Provided information >>
---------------

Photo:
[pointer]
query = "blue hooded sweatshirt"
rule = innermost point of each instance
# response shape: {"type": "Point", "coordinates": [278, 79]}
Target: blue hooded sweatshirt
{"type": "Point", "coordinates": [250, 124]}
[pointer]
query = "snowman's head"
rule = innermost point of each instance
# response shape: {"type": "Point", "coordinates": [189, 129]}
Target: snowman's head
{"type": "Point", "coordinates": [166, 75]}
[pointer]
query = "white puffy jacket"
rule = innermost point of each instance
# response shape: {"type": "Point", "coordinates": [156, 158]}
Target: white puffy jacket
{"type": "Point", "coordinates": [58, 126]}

---------------

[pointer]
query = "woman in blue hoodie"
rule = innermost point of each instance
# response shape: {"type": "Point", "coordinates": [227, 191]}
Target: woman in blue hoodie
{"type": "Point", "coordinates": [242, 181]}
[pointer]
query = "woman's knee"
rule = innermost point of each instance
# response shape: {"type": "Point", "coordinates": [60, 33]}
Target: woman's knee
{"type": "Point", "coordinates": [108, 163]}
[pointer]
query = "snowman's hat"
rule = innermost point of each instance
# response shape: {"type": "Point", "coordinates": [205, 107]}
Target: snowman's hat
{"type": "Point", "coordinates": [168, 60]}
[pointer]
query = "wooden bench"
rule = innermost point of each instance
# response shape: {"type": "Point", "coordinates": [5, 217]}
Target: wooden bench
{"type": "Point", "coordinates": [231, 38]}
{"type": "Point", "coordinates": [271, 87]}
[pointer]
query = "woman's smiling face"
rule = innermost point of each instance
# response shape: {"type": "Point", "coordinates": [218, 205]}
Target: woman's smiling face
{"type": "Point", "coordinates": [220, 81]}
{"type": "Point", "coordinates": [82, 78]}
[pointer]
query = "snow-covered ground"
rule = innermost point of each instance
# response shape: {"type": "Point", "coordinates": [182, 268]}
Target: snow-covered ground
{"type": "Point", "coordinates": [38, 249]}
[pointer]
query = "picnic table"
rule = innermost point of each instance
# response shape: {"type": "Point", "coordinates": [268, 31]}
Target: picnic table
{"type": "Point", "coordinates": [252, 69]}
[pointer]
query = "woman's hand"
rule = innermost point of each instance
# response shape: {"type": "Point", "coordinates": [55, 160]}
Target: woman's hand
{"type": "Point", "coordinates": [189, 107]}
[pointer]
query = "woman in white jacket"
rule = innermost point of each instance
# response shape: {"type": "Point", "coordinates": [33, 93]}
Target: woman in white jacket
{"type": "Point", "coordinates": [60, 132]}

---------------

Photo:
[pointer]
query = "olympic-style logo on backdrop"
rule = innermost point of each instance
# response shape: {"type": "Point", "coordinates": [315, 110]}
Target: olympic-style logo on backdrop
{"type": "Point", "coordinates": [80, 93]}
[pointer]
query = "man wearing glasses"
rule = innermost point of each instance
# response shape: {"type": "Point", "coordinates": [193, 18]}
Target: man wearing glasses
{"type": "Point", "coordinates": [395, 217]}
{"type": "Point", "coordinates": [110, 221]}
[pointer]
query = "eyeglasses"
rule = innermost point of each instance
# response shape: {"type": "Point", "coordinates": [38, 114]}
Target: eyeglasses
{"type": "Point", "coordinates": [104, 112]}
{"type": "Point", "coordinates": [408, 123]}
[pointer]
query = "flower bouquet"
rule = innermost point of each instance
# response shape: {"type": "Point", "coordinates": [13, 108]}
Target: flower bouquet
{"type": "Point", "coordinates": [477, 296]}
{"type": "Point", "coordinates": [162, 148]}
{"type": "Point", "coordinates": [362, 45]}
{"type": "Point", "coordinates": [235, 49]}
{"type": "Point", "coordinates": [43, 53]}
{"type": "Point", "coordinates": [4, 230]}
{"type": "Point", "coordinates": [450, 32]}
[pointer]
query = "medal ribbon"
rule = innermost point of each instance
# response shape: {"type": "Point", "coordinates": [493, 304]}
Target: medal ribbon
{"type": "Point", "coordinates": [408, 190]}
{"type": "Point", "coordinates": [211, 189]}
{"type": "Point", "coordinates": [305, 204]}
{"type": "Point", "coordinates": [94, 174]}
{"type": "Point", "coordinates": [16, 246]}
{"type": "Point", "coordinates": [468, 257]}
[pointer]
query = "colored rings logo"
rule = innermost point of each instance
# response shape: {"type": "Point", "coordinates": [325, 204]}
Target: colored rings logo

---------------

Description of the task >> Identify each line in the rows above that contains the word "eyeglasses", and copy every such line in full.

Result >>
query = "eyeglasses"
Target: eyeglasses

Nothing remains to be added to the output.